Start of EXTRACT PROVIDED

Title

Thirteenth Amendment Reflections on Abortion, Surrogacy, and Race Selection

Authors

Dov Fox

Document Type

Article

Publication Date

2019

Abstract

This essay was solicited for a symposium on new directions in scholarship about the Thirteenth Amendment. It analyzes controversies over abortion, surrogacy, and race selection through the lens of reproductive slavery.

I argue that abortion bans are vulnerable to Thirteenth Amendment challenge: namely, that criminalizing abortion access subjects women to “involuntary servitude.” Pregnancy and childbirth aren’t as coercive when a woman agrees in advance to carry a child for someone else. Surrogacy may not be voluntary in the meaningful sense that gives its performance moral force—but it's usually willed freely enough to carry constitutional force for Thirteenth Amendment purposes. Finally are reproductive mix-ups in which fertility patients end up with a baby of a different racial background. Negligence suits in these cases evoke the racial division and hierarchy that animate what the U.S. Supreme Court has called the “badges and incidents” of slavery.

End of EXTRACT PROVIDED
Start of DATA LISTING

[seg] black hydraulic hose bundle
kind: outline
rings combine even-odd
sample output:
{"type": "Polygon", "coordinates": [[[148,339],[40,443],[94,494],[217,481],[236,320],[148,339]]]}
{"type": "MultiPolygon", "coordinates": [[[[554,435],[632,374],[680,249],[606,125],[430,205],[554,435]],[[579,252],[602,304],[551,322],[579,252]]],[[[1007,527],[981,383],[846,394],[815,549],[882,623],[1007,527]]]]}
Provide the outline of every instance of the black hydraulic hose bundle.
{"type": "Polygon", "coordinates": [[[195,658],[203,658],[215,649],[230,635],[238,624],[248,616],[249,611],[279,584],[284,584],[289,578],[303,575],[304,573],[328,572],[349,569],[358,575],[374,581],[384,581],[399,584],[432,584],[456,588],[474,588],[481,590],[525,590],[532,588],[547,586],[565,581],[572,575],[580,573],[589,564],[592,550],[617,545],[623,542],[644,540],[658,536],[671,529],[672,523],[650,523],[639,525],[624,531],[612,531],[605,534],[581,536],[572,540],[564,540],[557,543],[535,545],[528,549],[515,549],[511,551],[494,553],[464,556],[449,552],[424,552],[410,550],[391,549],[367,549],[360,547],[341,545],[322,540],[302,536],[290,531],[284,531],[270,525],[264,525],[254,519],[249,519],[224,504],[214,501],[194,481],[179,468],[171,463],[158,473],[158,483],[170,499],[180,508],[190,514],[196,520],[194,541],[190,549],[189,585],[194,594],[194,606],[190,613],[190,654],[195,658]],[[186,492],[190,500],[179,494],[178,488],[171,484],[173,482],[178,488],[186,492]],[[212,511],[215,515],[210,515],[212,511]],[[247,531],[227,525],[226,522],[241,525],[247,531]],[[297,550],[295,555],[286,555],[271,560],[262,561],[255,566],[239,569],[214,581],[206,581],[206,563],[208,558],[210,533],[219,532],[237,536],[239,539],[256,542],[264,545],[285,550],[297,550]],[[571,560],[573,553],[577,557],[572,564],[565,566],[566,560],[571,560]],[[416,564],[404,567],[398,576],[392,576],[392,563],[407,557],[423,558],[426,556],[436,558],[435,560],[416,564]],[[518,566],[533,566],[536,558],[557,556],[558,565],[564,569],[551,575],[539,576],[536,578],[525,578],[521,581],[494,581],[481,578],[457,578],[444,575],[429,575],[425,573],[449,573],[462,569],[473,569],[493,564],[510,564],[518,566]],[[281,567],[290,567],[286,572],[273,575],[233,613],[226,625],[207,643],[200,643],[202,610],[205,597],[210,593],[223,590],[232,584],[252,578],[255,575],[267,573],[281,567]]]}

End of DATA LISTING

Carry on the abstract of the Thirteenth Amendment essay on abortion, surrogacy, and race selection, starting after its final sentence.

→ RESULT OF THIS TASK
I analyze the Thirteenth Amendment implications for each of these three contexts in detail. I conclude with the following reflections: Appeals to reproductive slavery promise to break new ground across these unyielding landscapes. But that analogy can do more bad than good when it's enlisted to resolve hard moral questions by comparison to one of the few practices that almost everyone—even people who rarely see eye-to-eye—can agree is unequivocally evil. The enormity of slavery’s injustice was so plain, so profound, that modern comparisons struggle to escape its absolute wrongs. Imperfect metaphors risk insulting the memory of enslaved person and crowding out prospects for good-faith conversation and practical compromise.